Una pesadilla espléndida de Brueghel
Segunda entrada dedicada al tema del apocalípsis y el concepto de decadencia.
Desde el alba mismo de lo que hoy llamamos civilización
podemos encontrarnos con la idea sin duda irónica de la destrucción y el caos
como fuentes de la vida y el orden, y con la presencia repetitiva del concepto
de decadencia e inminencia del fin. Concepto que tal vez resulte tan recurrente
e intemporal en los seres humanos como resultado de la proyección inevitable
del ciclo de nuestros propios cuerpos y
nuestras propias vidas en la realidad en la cual participamos.
Casi podría decirse que la historia de la civilización lo es
también del concepto de decadencia. Todas las culturas, desde Sumeria hasta el
mundo actual, han hablado del fin del mundo y de la corrupción que lo antecede.

Material presentado:
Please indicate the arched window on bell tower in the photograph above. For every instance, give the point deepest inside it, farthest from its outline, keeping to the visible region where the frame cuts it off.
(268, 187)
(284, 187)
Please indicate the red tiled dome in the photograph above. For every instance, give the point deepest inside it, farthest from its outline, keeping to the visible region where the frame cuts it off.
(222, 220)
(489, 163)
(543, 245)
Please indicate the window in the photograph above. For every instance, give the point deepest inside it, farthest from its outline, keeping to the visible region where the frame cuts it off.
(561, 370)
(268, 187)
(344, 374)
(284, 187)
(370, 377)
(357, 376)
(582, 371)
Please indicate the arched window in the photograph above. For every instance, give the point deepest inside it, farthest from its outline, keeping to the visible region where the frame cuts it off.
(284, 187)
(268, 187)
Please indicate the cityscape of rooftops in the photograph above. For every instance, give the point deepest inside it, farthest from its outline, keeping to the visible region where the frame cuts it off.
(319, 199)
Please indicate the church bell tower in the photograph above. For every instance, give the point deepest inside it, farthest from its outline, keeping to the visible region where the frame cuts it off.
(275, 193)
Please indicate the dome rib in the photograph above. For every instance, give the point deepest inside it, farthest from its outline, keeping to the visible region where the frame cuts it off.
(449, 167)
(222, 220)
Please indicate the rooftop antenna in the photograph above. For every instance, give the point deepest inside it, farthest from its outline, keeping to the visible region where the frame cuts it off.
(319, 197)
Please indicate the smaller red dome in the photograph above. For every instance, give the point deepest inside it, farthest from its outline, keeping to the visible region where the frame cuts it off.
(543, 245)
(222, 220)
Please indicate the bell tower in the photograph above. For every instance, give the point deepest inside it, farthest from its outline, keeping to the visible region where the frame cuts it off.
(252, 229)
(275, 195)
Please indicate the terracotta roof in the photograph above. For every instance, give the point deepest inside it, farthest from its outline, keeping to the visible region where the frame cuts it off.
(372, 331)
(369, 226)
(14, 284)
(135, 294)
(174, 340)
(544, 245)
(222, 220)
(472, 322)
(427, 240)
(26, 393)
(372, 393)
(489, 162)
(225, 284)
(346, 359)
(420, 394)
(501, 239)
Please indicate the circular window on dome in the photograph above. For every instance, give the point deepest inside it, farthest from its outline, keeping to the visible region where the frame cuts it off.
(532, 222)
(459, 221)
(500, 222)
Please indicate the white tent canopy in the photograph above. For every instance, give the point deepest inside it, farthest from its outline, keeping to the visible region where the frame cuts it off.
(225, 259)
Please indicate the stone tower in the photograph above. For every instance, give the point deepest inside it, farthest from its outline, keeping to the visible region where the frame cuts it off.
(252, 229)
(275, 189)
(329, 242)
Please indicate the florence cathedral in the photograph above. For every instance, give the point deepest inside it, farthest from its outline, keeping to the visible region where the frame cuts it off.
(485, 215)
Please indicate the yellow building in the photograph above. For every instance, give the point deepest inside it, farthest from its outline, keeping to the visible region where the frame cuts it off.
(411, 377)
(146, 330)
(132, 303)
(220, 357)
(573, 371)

Qué se solicita:
a. Indique si cada una de las siguientes afirmaciones concuerda con el texto proporcionado, respondiendo sí o no y citando literalmente las palabras del texto que lo deciden: (i) todas las culturas, desde Sumeria hasta el mundo actual, han hablado del fin del mundo; (ii) la idea de la destrucción como fuente de la vida surge por primera vez en la Edad Media; (iii) esta entrada es la primera dedicada al tema del apocalipsis.
b. Transcriba del texto proporcionado el fragmento que va desde "Desde el alba" hasta "la cual participamos.", ambos incluidos.

Respuestas por tarea:
a.
(i) Sí: "Todas las culturas, desde Sumeria hasta el mundo actual, han hablado del fin del mundo y de la corrupción que lo antecede."
(ii) No: "Desde el alba mismo de lo que hoy llamamos civilización"
(iii) No: "Segunda entrada dedicada al tema del apocalípsis y el concepto de decadencia."

b.
Desde el alba mismo de lo que hoy llamamos civilización
podemos encontrarnos con la idea sin duda irónica de la destrucción y el caos
como fuentes de la vida y el orden, y con la presencia repetitiva del concepto
de decadencia e inminencia del fin. Concepto que tal vez resulte tan recurrente
e intemporal en los seres humanos como resultado de la proyección inevitable
del ciclo de nuestros propios cuerpos y
nuestras propias vidas en la realidad en la cual participamos.